Entries excerpted from a collection.
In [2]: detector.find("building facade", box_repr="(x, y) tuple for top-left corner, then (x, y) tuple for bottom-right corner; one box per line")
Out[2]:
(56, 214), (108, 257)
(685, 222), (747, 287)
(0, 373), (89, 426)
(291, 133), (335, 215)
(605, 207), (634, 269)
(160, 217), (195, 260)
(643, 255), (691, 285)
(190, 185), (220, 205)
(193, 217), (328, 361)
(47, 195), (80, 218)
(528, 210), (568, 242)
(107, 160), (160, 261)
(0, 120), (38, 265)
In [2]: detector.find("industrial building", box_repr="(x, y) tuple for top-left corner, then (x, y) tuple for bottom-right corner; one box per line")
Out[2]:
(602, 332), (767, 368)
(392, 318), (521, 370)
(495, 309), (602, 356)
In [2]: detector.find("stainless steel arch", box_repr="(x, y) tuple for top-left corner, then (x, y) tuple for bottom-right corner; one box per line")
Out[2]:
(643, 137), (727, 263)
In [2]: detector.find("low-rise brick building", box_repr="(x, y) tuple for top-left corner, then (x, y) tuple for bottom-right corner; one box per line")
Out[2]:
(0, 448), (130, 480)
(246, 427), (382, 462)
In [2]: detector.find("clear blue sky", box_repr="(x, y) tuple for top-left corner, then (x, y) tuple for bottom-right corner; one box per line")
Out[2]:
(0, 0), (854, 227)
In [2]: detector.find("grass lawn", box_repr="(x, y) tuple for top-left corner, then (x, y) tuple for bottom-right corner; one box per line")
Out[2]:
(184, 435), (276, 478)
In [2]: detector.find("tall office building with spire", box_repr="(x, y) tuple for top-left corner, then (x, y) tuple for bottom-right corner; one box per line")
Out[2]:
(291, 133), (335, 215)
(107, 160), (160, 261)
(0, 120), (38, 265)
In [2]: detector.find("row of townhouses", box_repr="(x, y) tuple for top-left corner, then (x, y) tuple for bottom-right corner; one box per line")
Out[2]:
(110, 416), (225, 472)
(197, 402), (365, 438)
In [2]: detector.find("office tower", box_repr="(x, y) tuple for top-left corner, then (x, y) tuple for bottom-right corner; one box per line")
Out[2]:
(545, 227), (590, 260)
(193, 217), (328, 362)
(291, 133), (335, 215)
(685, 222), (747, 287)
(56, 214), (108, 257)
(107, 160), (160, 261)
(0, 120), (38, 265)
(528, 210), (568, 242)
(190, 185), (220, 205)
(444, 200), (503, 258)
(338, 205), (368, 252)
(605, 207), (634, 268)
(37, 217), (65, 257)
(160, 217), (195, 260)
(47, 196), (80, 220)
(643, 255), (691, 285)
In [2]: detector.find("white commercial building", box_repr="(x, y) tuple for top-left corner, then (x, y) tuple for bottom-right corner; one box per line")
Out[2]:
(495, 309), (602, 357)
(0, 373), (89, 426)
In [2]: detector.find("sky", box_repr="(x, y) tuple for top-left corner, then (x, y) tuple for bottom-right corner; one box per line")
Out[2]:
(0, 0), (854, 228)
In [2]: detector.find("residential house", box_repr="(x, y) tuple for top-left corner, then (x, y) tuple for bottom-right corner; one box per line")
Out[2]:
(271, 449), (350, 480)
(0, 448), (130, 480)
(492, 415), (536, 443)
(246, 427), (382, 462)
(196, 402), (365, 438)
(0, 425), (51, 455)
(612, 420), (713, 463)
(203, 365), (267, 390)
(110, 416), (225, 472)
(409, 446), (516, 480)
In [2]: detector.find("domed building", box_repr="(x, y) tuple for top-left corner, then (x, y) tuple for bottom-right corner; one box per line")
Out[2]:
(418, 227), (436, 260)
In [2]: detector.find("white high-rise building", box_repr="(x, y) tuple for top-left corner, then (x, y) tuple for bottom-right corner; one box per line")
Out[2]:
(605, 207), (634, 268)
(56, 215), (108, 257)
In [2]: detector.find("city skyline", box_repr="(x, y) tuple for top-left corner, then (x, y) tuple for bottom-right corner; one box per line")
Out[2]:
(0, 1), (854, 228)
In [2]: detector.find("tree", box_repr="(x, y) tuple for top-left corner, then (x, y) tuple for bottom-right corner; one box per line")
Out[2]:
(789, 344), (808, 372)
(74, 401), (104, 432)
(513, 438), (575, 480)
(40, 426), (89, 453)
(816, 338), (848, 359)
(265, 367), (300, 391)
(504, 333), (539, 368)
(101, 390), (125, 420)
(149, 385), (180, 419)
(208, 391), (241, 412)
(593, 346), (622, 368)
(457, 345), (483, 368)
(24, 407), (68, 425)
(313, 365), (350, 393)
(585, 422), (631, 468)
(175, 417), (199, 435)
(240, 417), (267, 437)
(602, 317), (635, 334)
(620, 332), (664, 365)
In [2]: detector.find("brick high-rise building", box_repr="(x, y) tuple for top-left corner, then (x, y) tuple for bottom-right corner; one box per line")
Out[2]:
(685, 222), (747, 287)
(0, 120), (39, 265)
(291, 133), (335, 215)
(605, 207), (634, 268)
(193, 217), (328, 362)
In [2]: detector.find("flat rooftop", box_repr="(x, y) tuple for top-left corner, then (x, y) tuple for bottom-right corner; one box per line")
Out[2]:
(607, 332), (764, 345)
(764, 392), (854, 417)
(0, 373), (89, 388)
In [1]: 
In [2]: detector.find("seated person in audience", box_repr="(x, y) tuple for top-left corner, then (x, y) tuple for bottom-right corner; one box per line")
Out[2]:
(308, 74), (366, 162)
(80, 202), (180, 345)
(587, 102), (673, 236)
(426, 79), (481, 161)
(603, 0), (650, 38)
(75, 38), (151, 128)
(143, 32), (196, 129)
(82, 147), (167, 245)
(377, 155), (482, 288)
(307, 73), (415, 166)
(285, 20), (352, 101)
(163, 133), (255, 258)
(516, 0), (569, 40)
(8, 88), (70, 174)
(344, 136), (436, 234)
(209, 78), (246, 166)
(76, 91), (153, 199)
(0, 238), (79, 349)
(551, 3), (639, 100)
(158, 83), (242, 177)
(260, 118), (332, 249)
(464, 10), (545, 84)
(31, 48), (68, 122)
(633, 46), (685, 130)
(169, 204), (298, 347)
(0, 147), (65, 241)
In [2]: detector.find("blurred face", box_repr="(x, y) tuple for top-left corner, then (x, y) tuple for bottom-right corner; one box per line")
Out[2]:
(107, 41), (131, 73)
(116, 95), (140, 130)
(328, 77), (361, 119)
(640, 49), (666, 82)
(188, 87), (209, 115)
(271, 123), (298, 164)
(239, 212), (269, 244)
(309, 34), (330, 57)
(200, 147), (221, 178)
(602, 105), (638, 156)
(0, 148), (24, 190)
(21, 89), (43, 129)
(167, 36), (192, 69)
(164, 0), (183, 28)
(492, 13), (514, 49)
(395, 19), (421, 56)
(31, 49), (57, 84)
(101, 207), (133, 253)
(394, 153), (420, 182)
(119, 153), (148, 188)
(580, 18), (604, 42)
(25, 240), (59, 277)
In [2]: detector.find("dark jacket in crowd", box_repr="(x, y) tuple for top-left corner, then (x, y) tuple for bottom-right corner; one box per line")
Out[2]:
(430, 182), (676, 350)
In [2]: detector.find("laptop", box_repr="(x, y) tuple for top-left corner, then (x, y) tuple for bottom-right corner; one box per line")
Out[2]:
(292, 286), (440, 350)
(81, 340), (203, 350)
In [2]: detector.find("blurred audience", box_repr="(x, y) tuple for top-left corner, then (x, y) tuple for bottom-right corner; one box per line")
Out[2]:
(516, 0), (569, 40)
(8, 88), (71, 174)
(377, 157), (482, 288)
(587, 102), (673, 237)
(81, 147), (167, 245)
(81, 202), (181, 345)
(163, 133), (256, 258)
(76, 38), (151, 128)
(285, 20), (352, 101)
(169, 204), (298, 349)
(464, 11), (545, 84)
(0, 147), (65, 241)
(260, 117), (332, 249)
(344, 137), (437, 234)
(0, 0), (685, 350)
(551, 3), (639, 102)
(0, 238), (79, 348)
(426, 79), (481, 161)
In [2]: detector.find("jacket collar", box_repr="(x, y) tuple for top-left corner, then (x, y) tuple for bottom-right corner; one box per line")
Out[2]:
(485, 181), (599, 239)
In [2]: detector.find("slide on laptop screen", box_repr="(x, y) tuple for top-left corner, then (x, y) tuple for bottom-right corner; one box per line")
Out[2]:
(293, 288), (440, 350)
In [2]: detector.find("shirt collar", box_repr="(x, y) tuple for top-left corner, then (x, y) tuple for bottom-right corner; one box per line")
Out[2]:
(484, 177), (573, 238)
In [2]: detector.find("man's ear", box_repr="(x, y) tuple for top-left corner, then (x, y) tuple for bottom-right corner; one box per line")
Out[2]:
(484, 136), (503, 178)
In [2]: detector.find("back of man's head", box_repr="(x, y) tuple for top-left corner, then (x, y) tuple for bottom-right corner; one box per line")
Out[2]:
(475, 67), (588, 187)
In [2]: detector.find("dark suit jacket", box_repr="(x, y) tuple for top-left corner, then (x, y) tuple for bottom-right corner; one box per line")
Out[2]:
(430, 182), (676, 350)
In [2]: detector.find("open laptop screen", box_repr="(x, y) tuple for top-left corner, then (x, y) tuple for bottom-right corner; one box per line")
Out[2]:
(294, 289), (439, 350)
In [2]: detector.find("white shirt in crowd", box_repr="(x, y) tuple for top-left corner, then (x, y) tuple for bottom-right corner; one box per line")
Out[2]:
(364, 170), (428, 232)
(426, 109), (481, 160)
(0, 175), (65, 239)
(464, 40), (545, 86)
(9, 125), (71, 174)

Brief.
From the entries above, extract every line that contains the word "blurred". List each of those lines in the order it appears.

The solution.
In [2]: detector.find("blurred face", box_repr="(x, y) tuple for top-left corner, then (x, y) tuple for bottom-right corner; one box per line")
In [2]: detector.find("blurred audience", box_repr="(x, y) tuple for top-left corner, then (x, y) tuple for bottom-right corner; one box per line")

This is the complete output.